• _Excerpt to read_

§

How to properly set trials for the comet optimizer?

eiphy commented 2 years ago

Before Asking:

[x] I have searched the Issue Tracker.
[x] I have searched the Documentation.

What is your question related to?

[x] Comet Python SDK
[ ] Comet UI
[ ] Third Party Integrations (Huggingface, TensorboardX, Pytorch Lightning etc.)

What is your question?

I want to know how to properly set the trials parameters for the comet optimizer. My current attempts resulting in weird behaviour. The random is unchanged within each parameter set. The bayes optimizer only search for trials times (This is related to this issue)

In addition, may I know if the metrics is automatically averaged among all trials? Or I should set the metric to the averaged metric.

§

Records from a pointing dataset
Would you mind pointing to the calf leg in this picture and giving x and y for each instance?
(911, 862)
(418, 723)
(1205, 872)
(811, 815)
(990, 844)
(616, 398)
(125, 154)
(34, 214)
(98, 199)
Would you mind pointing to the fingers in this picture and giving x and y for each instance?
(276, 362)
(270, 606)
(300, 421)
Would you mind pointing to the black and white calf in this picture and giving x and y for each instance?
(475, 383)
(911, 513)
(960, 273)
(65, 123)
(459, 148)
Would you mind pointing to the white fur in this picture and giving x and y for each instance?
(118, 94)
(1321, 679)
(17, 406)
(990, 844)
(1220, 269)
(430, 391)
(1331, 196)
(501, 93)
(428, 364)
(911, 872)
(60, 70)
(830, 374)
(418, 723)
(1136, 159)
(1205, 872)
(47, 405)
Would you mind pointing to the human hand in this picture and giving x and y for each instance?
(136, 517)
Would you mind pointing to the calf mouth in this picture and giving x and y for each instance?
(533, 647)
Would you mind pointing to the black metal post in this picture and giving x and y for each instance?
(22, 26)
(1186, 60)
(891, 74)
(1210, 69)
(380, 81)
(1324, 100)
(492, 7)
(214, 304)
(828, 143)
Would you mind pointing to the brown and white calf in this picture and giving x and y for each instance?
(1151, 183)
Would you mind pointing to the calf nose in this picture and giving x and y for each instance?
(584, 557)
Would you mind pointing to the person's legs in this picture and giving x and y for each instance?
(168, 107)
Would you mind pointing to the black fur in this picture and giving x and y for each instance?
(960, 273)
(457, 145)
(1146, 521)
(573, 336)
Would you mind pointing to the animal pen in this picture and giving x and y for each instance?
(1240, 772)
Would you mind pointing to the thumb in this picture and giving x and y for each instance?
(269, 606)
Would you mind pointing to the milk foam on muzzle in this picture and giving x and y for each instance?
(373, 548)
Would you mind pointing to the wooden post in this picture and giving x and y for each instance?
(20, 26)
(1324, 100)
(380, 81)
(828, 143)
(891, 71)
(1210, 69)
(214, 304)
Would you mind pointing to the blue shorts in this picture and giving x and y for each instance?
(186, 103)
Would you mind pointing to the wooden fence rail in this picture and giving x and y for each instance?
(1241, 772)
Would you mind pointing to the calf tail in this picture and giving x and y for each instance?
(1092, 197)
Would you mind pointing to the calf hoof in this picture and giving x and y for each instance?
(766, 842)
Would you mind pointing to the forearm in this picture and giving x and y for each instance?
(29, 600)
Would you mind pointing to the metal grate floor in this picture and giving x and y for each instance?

§

• _Task brief_
Pick up the forum thread on setting trials for the Comet optimizer after its last sentence and carry it forward. The data shown here were drawn from a separate source.

• _Result of this task_
Code

op_cfg = {
    # We pick the Bayes algorithm:
    "algorithm": "bayes",
    # Declare your hyperparameters in the Vizier-inspired format:
    "parameters": {
        "x": {"type": "integer", "min": 1, "max": 5},
        "seed": {"type": "integer", "scalingType": "linear", "min": 1, "max": 5},
    },
    # Declare what we will be optimizing, and how:
    "spec": {"metric": "loss", "objective": "minimize", "maxCombo": 50},
    "trials": 5,
}

op = comet_ml.Optimizer(op_cfg)
print(json.dumps(op.status(), indent=4))

for exp in op.get_experiments(display_summary_level=0):
    loss = random.random() + exp.get_parameter("x")
    exp.log_metric("loss", loss)
    print("x", exp.get_parameter("x"))
    print("seed", exp.get_parameter("seed"))

What have you tried?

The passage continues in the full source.